Outline labeling records:
* BEGIN *
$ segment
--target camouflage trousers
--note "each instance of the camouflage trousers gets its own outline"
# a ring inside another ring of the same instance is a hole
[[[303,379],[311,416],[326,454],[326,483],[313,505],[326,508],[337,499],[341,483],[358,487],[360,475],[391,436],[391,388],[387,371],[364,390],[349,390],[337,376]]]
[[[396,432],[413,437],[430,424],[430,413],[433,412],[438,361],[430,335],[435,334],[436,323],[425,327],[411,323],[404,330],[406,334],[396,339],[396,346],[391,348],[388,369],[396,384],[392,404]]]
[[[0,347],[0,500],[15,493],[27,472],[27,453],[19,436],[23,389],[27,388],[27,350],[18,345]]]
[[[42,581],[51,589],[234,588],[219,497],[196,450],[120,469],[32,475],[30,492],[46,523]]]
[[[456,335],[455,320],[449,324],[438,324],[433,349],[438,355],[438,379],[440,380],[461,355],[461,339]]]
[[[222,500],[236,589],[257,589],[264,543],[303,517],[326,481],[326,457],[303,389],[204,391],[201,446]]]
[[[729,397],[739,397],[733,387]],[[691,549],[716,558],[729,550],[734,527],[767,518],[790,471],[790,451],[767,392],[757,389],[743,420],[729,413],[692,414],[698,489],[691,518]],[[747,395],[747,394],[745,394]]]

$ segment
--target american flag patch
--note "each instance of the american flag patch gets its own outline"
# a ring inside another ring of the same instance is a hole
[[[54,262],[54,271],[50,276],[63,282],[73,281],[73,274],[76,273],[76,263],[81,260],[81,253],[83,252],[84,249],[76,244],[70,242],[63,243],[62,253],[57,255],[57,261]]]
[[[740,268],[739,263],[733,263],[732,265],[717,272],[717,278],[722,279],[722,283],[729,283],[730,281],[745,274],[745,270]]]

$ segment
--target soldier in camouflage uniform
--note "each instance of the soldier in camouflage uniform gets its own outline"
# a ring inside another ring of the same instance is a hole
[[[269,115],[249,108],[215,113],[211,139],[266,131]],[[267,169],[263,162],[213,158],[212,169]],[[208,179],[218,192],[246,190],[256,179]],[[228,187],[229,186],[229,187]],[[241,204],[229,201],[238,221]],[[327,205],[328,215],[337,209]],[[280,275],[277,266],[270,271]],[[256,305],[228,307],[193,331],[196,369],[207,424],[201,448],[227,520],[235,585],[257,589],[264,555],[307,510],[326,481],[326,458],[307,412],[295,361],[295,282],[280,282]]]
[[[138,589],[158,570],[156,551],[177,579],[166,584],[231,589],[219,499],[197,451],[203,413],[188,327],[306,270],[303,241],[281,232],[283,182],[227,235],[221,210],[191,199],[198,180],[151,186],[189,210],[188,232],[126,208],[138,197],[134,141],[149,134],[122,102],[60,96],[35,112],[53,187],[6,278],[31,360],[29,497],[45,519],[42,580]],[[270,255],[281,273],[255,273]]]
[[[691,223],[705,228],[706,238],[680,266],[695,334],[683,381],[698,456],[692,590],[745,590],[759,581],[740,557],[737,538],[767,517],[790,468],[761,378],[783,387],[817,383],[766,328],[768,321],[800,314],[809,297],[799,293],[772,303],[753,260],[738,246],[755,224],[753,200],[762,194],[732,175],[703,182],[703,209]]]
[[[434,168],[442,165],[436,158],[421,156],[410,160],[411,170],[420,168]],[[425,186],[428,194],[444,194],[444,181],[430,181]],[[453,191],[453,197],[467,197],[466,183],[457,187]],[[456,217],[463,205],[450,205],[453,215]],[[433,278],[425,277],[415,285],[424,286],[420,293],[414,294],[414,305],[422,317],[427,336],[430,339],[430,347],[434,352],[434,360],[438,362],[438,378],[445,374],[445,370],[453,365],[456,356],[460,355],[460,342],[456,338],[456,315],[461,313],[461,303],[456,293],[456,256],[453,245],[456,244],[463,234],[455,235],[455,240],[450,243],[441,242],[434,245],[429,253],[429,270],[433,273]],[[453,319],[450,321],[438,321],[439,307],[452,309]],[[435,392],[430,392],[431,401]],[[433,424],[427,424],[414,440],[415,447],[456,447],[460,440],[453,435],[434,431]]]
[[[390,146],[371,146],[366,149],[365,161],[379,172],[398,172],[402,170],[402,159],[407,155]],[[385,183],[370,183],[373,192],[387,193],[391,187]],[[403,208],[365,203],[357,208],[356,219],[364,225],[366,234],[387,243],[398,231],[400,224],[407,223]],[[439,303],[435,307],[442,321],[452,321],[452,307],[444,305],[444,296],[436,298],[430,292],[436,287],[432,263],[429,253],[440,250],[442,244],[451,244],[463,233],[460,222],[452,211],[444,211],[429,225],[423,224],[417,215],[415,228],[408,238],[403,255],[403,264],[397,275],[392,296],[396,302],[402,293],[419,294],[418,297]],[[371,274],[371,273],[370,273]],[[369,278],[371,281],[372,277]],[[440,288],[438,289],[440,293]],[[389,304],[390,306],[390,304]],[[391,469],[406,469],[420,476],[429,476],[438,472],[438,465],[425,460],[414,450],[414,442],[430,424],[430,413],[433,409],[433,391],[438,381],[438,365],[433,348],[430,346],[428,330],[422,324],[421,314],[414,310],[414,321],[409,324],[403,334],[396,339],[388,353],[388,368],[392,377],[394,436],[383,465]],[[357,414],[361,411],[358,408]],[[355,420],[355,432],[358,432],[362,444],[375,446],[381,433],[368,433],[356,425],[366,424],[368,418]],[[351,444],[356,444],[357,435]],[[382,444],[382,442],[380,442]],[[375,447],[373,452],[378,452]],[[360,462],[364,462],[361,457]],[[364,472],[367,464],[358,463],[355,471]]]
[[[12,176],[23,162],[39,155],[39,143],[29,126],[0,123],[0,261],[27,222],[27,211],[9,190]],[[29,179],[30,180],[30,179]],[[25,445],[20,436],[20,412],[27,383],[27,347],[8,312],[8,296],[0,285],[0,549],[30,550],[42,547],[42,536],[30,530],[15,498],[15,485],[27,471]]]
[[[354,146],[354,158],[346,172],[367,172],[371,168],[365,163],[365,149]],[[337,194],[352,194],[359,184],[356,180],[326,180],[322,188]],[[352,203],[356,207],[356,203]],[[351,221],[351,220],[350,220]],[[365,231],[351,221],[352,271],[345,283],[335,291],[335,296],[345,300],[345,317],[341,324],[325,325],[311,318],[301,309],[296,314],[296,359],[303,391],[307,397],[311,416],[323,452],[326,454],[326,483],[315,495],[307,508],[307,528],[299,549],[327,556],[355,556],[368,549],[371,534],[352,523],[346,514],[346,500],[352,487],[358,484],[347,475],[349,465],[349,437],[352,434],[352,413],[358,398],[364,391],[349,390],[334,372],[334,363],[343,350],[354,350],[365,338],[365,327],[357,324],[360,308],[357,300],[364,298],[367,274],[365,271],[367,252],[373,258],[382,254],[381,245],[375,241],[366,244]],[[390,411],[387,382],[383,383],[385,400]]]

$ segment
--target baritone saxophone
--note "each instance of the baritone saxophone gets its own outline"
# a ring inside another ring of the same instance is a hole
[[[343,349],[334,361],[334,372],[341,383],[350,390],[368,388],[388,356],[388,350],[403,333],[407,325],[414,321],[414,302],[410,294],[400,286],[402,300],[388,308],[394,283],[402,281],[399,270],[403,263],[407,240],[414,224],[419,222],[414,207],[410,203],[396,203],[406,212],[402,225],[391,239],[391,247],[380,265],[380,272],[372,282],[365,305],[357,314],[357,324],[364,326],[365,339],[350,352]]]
* END *
### Given request
Give every line of the material again, exactly as it reads.

### Exercise output
$ segment
--target camouflage trousers
--note "each instance of the camouflage trousers gets its own outline"
# a ring inside another ring of the same instance is a hole
[[[303,379],[311,416],[326,454],[326,483],[313,505],[326,508],[337,499],[341,483],[358,487],[360,475],[391,436],[391,388],[387,371],[364,390],[349,390],[337,376]]]
[[[396,432],[413,437],[430,424],[430,413],[433,412],[438,361],[430,335],[435,334],[436,323],[425,327],[411,323],[404,330],[406,334],[396,339],[396,346],[391,348],[388,369],[396,384],[392,404]]]
[[[0,347],[0,500],[15,493],[27,472],[27,453],[19,436],[23,389],[27,388],[27,350],[18,345]]]
[[[42,581],[51,589],[234,588],[219,497],[196,450],[120,469],[32,475],[30,492],[46,523]]]
[[[456,335],[455,320],[449,324],[438,324],[433,349],[438,355],[438,379],[440,380],[461,355],[461,339]]]
[[[222,500],[236,589],[257,589],[264,543],[303,517],[326,481],[326,457],[303,389],[204,391],[201,446]]]
[[[729,397],[739,397],[733,387]],[[691,549],[716,558],[729,550],[734,527],[767,518],[790,471],[790,451],[767,392],[757,389],[743,420],[729,413],[692,414],[698,489],[691,518]],[[747,395],[747,394],[745,394]]]

$ segment
--target american flag patch
--note "each instance of the american flag patch gets its own outline"
# a ring inside another ring of the same instance is a hole
[[[54,262],[54,271],[50,276],[63,282],[73,281],[73,274],[76,273],[76,263],[81,260],[81,253],[83,252],[84,249],[76,244],[70,242],[63,243],[62,253],[57,255],[57,261]]]
[[[740,268],[739,263],[733,263],[732,265],[717,272],[717,278],[722,279],[722,283],[729,283],[730,281],[745,274],[745,270]]]

$ segment
--target soldier in camouflage uniform
--note "each instance of the soldier in camouflage uniform gets its own outline"
# a ring inside another ring of the same instance is a hole
[[[269,115],[249,108],[215,113],[211,139],[266,131]],[[267,169],[263,162],[213,158],[212,169]],[[208,179],[218,192],[246,190],[256,179]],[[228,187],[229,186],[229,187]],[[241,204],[229,201],[238,221]],[[327,205],[328,215],[337,209]],[[280,275],[277,266],[270,271]],[[256,305],[228,307],[193,331],[196,369],[207,424],[201,448],[227,520],[235,585],[257,589],[264,555],[307,510],[326,481],[326,458],[307,412],[295,361],[295,282],[280,282]]]
[[[138,589],[158,570],[156,551],[177,579],[166,584],[231,589],[219,499],[197,451],[203,413],[188,327],[306,270],[303,241],[281,232],[283,182],[227,235],[221,210],[191,199],[198,180],[151,186],[189,210],[188,232],[126,208],[138,197],[134,141],[149,134],[122,102],[60,96],[35,112],[53,187],[6,278],[31,360],[29,497],[45,519],[42,580]],[[270,255],[281,273],[255,273]]]
[[[691,223],[705,228],[706,238],[680,266],[695,334],[683,381],[698,456],[692,590],[745,590],[759,581],[740,557],[737,538],[767,517],[790,468],[761,378],[783,387],[817,383],[766,328],[768,321],[800,314],[809,297],[799,293],[772,303],[753,260],[738,246],[755,224],[753,200],[762,194],[732,175],[703,182],[703,209]]]
[[[434,168],[442,165],[436,158],[421,156],[410,160],[411,170],[420,168]],[[425,186],[428,194],[444,194],[444,181],[430,181]],[[453,191],[453,197],[467,197],[466,183],[457,187]],[[456,217],[463,205],[450,205],[453,215]],[[433,278],[425,277],[415,285],[424,286],[420,293],[414,294],[414,305],[422,317],[427,336],[430,339],[430,347],[434,352],[434,360],[438,362],[438,378],[445,374],[445,370],[453,365],[456,356],[460,355],[460,342],[456,338],[456,315],[461,313],[461,303],[456,293],[456,256],[453,245],[456,244],[463,234],[455,235],[455,240],[450,243],[441,242],[434,245],[429,253],[429,270],[433,273]],[[453,319],[450,321],[438,321],[439,307],[452,309]],[[435,392],[430,392],[431,401]],[[433,424],[427,424],[414,440],[415,447],[456,447],[460,440],[453,435],[434,431]]]
[[[390,146],[371,146],[366,149],[365,161],[379,172],[398,172],[402,170],[402,159],[407,155]],[[385,183],[370,183],[373,192],[387,193],[391,187]],[[403,208],[365,203],[357,208],[356,219],[364,225],[366,234],[387,243],[398,231],[400,224],[407,223]],[[439,303],[435,307],[442,321],[452,321],[452,307],[444,305],[444,296],[436,298],[430,292],[436,287],[432,263],[429,253],[440,250],[442,244],[451,244],[463,233],[460,222],[452,211],[444,211],[429,225],[423,224],[417,215],[415,228],[408,238],[403,255],[403,264],[397,275],[392,296],[396,302],[402,293],[419,294],[418,297]],[[371,274],[371,273],[370,273]],[[369,278],[371,281],[372,277]],[[440,288],[438,289],[440,293]],[[389,304],[390,306],[390,304]],[[391,469],[406,469],[420,476],[429,476],[438,472],[438,465],[425,460],[414,450],[414,442],[430,424],[430,413],[433,409],[433,391],[438,381],[438,365],[433,348],[430,346],[428,330],[422,324],[421,314],[414,310],[414,321],[409,324],[403,334],[396,339],[388,353],[388,368],[392,377],[394,436],[383,465]],[[357,414],[361,411],[358,408]],[[355,420],[355,432],[358,432],[362,444],[375,446],[381,433],[368,433],[356,425],[366,424],[368,418]],[[351,444],[356,444],[357,435]],[[382,444],[382,442],[380,442]],[[375,447],[373,452],[378,452]],[[360,462],[364,462],[361,457]],[[364,472],[367,464],[358,463],[355,471]]]
[[[12,176],[23,162],[39,155],[39,143],[29,126],[0,123],[0,261],[27,222],[27,211],[9,190]],[[29,179],[30,180],[30,179]],[[25,445],[20,436],[20,412],[27,383],[27,347],[8,312],[8,296],[0,285],[0,549],[30,550],[42,547],[42,536],[30,530],[15,498],[15,485],[27,471]]]
[[[354,146],[354,158],[346,172],[367,172],[371,168],[365,163],[365,149]],[[337,194],[352,194],[359,184],[356,180],[326,180],[322,188]],[[352,203],[356,207],[356,203]],[[351,221],[351,220],[350,220]],[[365,231],[351,221],[352,271],[345,283],[335,291],[335,296],[345,300],[345,317],[341,324],[325,325],[311,318],[301,309],[296,314],[296,359],[303,391],[307,397],[311,416],[323,452],[326,454],[326,483],[315,495],[307,508],[307,528],[299,549],[327,556],[355,556],[368,549],[371,534],[352,523],[346,514],[346,500],[352,487],[358,484],[347,475],[349,465],[349,437],[352,434],[352,413],[358,398],[364,391],[349,390],[334,372],[334,363],[343,350],[354,350],[365,338],[365,327],[357,324],[360,308],[357,300],[364,298],[367,274],[365,271],[367,252],[373,258],[382,254],[381,245],[375,241],[366,244]],[[390,411],[387,382],[383,383],[385,400]]]

$ segment
--target baritone saxophone
--note "each instance of the baritone saxophone gets its own outline"
# a ring inside another ring of the same instance is a hole
[[[343,349],[334,361],[334,372],[341,383],[350,390],[368,388],[388,356],[388,350],[403,333],[407,325],[414,321],[414,302],[410,294],[400,286],[402,300],[388,308],[394,283],[402,281],[399,270],[403,263],[407,240],[414,224],[419,222],[414,207],[410,203],[396,203],[406,212],[402,225],[391,239],[391,247],[380,265],[380,272],[372,282],[365,305],[357,314],[357,324],[364,326],[365,339],[350,352]]]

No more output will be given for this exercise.